▸ **What you will do**: Emit a verbatim copy of the lines running from the line with "of the mountain" through the end of the material below.

(Dataset excerpts on object pointing)
---
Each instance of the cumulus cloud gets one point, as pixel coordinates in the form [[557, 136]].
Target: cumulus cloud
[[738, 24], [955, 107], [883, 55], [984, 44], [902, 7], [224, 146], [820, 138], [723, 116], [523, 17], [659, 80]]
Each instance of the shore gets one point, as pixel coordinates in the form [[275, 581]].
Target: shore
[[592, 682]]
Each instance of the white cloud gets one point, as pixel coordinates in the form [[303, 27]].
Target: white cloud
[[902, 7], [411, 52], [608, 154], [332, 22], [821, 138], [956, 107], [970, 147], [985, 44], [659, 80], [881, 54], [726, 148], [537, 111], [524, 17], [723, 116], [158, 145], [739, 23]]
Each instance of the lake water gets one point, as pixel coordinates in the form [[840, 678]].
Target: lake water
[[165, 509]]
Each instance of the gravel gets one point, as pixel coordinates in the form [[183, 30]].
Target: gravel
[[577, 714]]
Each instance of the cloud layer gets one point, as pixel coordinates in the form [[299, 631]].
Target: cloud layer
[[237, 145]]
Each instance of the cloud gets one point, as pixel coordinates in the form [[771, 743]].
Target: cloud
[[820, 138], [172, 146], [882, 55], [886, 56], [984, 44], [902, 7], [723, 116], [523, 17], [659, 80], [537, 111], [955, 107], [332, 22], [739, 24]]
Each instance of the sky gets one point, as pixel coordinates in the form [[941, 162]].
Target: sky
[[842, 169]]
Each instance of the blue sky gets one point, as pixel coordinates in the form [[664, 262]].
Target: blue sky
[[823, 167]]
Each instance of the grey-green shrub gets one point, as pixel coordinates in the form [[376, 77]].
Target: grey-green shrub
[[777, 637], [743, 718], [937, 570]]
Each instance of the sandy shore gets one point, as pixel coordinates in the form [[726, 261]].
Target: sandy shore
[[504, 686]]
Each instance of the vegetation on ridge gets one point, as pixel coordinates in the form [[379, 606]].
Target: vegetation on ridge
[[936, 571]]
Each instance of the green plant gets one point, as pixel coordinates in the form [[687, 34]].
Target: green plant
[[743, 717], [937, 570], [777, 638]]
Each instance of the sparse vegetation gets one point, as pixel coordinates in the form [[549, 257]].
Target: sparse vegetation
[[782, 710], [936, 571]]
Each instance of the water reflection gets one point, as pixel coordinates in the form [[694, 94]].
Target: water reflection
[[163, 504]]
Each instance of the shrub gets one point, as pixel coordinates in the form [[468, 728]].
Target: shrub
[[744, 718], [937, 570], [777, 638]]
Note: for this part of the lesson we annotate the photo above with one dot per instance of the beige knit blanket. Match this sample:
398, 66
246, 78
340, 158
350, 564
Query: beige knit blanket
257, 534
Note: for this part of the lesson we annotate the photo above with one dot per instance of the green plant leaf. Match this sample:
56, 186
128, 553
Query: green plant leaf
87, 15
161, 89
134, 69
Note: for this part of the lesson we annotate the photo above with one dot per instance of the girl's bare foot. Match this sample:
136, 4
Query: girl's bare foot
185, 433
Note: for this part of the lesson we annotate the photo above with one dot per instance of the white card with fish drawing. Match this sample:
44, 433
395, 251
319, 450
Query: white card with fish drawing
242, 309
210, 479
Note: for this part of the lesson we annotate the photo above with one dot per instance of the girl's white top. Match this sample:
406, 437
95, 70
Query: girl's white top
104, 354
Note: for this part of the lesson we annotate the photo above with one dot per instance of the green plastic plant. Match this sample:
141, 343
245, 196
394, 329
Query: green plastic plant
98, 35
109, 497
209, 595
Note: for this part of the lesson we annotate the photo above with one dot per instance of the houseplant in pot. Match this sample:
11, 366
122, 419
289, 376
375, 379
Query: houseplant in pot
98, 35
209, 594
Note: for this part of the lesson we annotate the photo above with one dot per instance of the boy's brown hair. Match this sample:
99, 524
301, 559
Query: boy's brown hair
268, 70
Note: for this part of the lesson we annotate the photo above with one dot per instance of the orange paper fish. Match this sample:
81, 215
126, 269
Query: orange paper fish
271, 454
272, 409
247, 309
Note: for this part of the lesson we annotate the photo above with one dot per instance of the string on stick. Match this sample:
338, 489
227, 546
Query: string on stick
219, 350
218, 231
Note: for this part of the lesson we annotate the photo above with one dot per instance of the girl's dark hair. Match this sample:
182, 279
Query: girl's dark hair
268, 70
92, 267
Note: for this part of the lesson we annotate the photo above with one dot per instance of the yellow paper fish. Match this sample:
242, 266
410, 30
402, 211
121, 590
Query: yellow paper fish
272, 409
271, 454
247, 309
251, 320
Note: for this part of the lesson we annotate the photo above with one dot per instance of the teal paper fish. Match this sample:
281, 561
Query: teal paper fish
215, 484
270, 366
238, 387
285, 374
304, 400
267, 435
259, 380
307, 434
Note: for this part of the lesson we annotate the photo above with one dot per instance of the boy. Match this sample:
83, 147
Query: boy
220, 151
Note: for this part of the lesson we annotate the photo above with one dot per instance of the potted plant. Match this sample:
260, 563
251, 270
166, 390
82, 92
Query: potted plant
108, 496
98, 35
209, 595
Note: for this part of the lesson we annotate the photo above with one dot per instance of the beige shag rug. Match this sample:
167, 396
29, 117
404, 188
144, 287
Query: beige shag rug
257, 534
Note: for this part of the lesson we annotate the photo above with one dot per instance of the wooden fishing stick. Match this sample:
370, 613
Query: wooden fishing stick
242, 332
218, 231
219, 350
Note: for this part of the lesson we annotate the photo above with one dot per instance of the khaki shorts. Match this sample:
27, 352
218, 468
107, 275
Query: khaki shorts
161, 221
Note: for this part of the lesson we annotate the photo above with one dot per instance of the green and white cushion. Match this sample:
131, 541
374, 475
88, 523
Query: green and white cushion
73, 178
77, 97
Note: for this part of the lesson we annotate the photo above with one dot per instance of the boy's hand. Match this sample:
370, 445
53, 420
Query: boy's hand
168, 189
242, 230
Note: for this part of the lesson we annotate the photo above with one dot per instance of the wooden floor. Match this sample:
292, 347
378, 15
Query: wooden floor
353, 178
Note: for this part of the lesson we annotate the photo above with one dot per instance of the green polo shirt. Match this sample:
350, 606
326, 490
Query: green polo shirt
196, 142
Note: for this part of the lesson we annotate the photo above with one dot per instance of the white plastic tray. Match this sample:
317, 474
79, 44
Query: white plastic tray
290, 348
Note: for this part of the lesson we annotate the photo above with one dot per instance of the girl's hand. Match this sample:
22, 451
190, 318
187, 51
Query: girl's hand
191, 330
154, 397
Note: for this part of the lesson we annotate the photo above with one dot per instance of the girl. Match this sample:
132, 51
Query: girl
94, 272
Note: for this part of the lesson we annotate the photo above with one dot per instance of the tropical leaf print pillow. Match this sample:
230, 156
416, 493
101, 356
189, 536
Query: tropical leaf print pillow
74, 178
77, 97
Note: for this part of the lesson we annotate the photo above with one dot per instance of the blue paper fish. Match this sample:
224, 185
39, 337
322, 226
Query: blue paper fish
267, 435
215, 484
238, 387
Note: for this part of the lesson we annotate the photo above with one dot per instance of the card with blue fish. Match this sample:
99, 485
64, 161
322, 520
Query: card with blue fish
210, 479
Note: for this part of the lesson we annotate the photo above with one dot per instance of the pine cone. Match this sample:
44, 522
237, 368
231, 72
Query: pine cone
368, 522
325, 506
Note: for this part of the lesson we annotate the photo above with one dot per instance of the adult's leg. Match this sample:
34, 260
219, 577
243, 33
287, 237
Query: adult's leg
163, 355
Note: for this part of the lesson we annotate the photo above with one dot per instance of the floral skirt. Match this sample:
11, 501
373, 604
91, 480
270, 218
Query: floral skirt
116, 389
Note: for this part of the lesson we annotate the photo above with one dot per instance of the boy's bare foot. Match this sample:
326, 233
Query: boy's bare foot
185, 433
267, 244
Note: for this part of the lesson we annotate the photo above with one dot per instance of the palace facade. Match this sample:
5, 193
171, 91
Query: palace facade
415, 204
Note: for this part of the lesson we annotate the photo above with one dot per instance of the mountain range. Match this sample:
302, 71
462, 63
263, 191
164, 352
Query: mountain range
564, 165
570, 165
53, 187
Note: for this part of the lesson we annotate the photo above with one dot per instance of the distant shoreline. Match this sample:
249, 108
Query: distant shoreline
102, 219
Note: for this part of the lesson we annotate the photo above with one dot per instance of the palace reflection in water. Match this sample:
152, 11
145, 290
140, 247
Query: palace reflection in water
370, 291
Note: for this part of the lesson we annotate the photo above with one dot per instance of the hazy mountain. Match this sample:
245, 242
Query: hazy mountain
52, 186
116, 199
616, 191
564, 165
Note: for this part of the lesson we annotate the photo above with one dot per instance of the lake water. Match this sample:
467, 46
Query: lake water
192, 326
---
▸ **Task response**:
Note: for this part of the lesson we annotate the photo above with one dot per instance of the mountain range. Match this sample:
302, 71
462, 63
263, 191
164, 352
Query: mountain range
564, 165
570, 165
53, 187
Note: for this part of the lesson we annotate the photo above with one dot per instance of the distant shoreline. Match this sample:
249, 108
Query: distant shoreline
102, 219
Note: for this part of the lesson we annotate the photo above with one dot per instance of the palace reflection in water. Match this sample:
152, 11
145, 290
140, 247
Query: palace reflection in water
370, 291
Note: for this part of the lesson we annotate the photo above with one dot per instance of the hazy mountain. Match this sample:
245, 242
Query: hazy mountain
52, 186
116, 199
616, 191
564, 165
Note: for this part of the lesson we annotate the photo above with one dot per instance of the lake water. Match this sample:
467, 46
Query: lake water
192, 326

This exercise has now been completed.